> **TEXT BLOCK**:
Anderson County Council to address animal related issues


Next meeting July 12

By Stan Welch

The Anderson County Council did not meet on the first Tuesday of July, since Monday is the Fourth of July. But at the first July meeting, on the 12th, Council will consider revisions to the county’s animal ordinance that are stirring good bit of public interest. A public hearing on the proposed amendments will be held at that meeting.

Proposed by District Four Councilman Tom Allen, the amended ordinances cleans up several administrative issues, such as confirming that the animal control operations are under the Sheriff’s jurisdiction, and not environmental services. Also, the jurisdiction of the county administrator’s office over PAWS, or the animal shelter operations, is clarified and confirmed.

Allen said that concerns that the changes are designed to alter the administrative structure which handles animal control issues are completely without merit. “ These changes, mostly in language, serve to clarify responsibilities and authorities. They do not change them We heard all these same things three years ago.”

Allen explained that the Council made several changes to the ordinance three years ago to address the issue of puppy mills in the county. “We saw then that the entire ordinance probably needed cleaning up, but then this guy Amari shot a dog a while back, and we realized there is no real ordinance to address that sort of thing.”

> **REQUIRED ACTION 1**: In the article on the county animal ordinance, who proposed the amendments?
> **REQUIRED ACTION 2**: Continue the article on the county animal ordinance from its last sentence.
The listing has no connection to the article on the county animal ordinance.

> **PROVIDED MATERIAL**:
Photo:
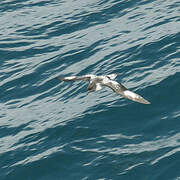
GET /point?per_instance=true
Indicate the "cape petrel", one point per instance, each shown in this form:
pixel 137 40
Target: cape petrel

> **EXERCISE ANSWER 1**: District Four Councilman Tom Allen

> **EXERCISE ANSWER 2**:
So Section 42, paragraph 118B was added to the effect that anyone euthanizing an animal must have it done by a state certified technician or a veterinarian. In other words, a dog owner who decides to put a dog down by shooting it would be in violation of the law. There are a number of exceptions included in that section, designed to bring the county ordinance in line with state law.

For example, a severely injured animal who would only suffer more by the efforts to transport it could be put down immediately. Also, an animal which threatens someone, perhaps as a result of disease or infection could be dispatched on the spot. Animals damaging or endangering livestock are another exemption to the law.

Allen said that the technicians at the animal shelter would perform the procedure for those unable to afford it at private veterinarian facilities. “Cost should not be a factor in this decision.”

Allen conceded that enforcement of the ordinance will be almost impossible, but said that such a law needs to be on the books so that when someone is caught, a legal remedy will be in place already.